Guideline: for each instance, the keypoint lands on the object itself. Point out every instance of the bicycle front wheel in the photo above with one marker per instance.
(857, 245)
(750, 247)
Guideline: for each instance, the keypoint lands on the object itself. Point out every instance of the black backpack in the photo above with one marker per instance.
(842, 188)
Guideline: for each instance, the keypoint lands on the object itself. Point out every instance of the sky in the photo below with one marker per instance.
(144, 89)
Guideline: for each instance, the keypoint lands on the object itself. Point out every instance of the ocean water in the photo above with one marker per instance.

◆ ACTION ITEM ◆
Repeat the whole listing word for word.

◆ EXERCISE RESPONSE ◆
Guideline: for each instance, the keypoint lands on the object itself. Point out every instance of the bicycle front wheel in the photo above with one marker per instance.
(857, 245)
(750, 247)
Guideline: for each instance, the keypoint lands on the object itself. Point out every instance of the black backpack in the photo above with one marker per instance.
(842, 188)
Guideline: for each instance, the keypoint lands on the object itself. Point out every instance of the sky in the photo below with one marker per instance.
(144, 89)
Guideline: for each instance, the keypoint lands on the object itself. Point out every instance of the ocean water in the photo above with one marker per instance.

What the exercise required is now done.